## Exercise inputs
** START **
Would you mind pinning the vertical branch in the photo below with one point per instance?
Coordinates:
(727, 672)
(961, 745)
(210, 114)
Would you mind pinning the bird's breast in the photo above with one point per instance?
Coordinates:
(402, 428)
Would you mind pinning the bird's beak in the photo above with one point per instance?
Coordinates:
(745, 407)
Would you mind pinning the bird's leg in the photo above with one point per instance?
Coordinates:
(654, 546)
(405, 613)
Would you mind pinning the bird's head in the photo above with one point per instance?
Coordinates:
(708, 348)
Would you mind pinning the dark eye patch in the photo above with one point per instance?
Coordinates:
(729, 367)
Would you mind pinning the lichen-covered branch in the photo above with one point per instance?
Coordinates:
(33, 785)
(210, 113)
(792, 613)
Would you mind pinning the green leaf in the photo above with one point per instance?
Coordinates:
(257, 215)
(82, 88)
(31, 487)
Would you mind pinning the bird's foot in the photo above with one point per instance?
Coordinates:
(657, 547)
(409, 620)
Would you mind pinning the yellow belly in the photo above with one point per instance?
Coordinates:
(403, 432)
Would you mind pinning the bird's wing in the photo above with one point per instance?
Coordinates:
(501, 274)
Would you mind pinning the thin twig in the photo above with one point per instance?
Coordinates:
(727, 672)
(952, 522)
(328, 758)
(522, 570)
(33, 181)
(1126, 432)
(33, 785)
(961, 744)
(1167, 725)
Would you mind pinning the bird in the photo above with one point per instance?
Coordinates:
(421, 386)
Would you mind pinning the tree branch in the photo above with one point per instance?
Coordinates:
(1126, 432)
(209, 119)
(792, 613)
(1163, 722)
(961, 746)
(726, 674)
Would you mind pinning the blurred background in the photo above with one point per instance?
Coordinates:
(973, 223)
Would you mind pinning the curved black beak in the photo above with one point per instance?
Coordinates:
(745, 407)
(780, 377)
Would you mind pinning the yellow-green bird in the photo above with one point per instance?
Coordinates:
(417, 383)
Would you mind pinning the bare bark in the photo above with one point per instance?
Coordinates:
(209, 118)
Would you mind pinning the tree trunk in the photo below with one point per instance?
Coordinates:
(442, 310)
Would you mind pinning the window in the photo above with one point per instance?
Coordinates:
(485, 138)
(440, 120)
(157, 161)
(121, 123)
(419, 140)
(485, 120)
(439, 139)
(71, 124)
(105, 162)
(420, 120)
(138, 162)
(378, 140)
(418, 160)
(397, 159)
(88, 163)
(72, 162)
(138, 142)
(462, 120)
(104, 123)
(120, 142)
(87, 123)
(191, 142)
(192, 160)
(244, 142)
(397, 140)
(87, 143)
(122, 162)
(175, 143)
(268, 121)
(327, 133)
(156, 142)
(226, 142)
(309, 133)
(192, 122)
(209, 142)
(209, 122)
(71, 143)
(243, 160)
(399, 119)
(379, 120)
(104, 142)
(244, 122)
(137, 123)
** END **
## Written problem
Copy out every item above again, replacing "Coordinates" with "Points" wherever it occurs and keeping everything else the same.

## Final result
Would you mind pinning the vertical branch in the photo below with one point per instance?
Points:
(727, 672)
(961, 745)
(210, 114)
Would you mind pinning the bird's breast in the photo above with one point per instance?
Points:
(402, 428)
Would you mind pinning the bird's beak in the photo above with one point per instance?
Points:
(745, 407)
Would you mind pinning the bird's leg in the photo above with one point per instance?
Points:
(654, 546)
(405, 613)
Would you mind pinning the bird's head in the photo above with one point per instance?
Points:
(708, 348)
Would you mind pinning the dark eye patch in the photo above with one point per instance?
Points:
(729, 367)
Would you mind pinning the lichen-covered branch in the photo above with one point per instance?
Points:
(33, 785)
(210, 113)
(792, 613)
Would you mind pinning the green leaf in the photo above with one point per instance?
Points:
(257, 215)
(82, 88)
(31, 487)
Would you mind pinning the bird's foot in the photo above with one point per instance?
Points:
(657, 547)
(409, 620)
Would you mind pinning the yellow belly in the photo above with one point per instance?
Points:
(403, 432)
Would you mind pinning the bird's wing in the photo above with one point per instance?
Points:
(501, 274)
Would you mind pinning the thin twig in the photo above with one point per instance?
Points:
(727, 672)
(952, 522)
(328, 758)
(522, 570)
(33, 181)
(1126, 432)
(33, 785)
(961, 744)
(1167, 725)
Would you mind pinning the bird in the photo above with one point per instance?
Points:
(421, 386)
Would you mind pinning the tree branch in the photo above with one point per instance?
Points:
(1126, 432)
(209, 119)
(792, 613)
(1163, 722)
(961, 746)
(726, 674)
Would you mind pinning the blurred background in the photo above with one point per instance?
Points:
(973, 223)
Would you mind pinning the curved black beak in the photo above with one point per instance?
Points:
(745, 407)
(780, 377)
Would you mind pinning the yellow-green bird in the photo above with one point per instance?
Points:
(417, 383)
Would you mind pinning the bare bark in the photo above with one point per instance?
Points:
(209, 118)
Would you mind pinning the tree trunk in the photo below with one point per instance?
Points:
(442, 310)
Would you mind pinning the window in the photo above with one point per instance?
Points:
(485, 138)
(440, 120)
(157, 161)
(121, 123)
(419, 140)
(485, 120)
(439, 139)
(71, 124)
(105, 162)
(420, 120)
(138, 162)
(378, 140)
(418, 160)
(397, 159)
(88, 163)
(72, 162)
(138, 142)
(462, 120)
(104, 123)
(120, 142)
(87, 123)
(191, 142)
(192, 160)
(244, 142)
(397, 140)
(87, 143)
(122, 162)
(175, 143)
(268, 121)
(327, 133)
(156, 142)
(226, 142)
(309, 133)
(192, 122)
(209, 142)
(209, 122)
(71, 143)
(243, 160)
(399, 119)
(379, 120)
(104, 142)
(244, 122)
(137, 123)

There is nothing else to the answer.